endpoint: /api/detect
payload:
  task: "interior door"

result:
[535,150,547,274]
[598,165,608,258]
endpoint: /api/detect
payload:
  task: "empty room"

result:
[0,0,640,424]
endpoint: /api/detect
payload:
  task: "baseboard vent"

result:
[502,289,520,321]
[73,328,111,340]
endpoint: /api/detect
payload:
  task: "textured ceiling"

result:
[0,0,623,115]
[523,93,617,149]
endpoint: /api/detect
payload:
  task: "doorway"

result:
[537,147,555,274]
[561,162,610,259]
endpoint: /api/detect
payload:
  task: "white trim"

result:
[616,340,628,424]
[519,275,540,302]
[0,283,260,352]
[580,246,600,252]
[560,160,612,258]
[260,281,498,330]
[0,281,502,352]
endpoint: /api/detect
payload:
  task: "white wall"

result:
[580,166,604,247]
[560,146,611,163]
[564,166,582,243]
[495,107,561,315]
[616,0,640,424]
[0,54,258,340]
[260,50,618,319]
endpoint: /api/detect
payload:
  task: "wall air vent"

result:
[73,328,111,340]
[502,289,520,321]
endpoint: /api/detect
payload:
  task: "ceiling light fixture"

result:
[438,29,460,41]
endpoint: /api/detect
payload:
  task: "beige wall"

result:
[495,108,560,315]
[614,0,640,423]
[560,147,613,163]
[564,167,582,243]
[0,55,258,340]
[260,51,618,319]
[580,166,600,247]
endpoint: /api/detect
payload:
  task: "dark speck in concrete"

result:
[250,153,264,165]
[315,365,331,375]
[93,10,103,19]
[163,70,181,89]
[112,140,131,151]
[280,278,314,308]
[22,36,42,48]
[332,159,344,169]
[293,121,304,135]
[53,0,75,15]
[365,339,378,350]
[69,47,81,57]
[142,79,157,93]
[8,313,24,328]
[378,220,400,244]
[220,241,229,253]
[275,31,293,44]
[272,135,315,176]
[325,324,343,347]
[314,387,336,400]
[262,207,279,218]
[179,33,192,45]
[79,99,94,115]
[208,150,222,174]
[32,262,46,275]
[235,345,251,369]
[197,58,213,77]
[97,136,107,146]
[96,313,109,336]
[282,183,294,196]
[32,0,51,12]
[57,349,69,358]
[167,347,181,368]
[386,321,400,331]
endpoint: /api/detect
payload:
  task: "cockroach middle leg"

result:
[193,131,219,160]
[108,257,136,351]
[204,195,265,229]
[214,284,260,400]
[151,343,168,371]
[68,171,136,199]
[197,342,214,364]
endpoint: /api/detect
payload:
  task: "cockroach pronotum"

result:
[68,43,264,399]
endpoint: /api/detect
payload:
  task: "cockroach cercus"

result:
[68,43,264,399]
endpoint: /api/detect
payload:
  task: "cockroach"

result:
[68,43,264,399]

◆ **DIRECTIONS**:
Please reproduce everything from the top of the entries down to the line containing "[0,281,502,352]", both ends included, multiplying each bounding-box coordinate in the results by 1.7 and rounding to whole numbers, halves up. Leave all other text unchanged.

◆ **WORKED SOLUTION**:
endpoint: /api/detect
payload:
  task: "interior door"

result:
[910,255,930,466]
[1017,281,1034,439]
endpoint: /api/detect
payload:
  task: "empty room"

result:
[0,0,1088,721]
endpoint: /api/detect
payload:
  task: "baseboard vent"

result:
[853,491,884,546]
[124,558,189,578]
endpoint: /api/detect
payload:
  task: "textured ceiling"

result:
[0,0,1059,196]
[889,158,1049,253]
endpoint: /api/detect
payload:
  task: "doorway"

result:
[913,250,944,466]
[954,275,1037,440]
endpoint: /api/detect
payload:
  task: "white trim"

result:
[1047,578,1068,721]
[882,468,918,513]
[0,481,442,598]
[986,418,1020,428]
[952,272,1040,439]
[442,478,847,561]
[0,478,853,598]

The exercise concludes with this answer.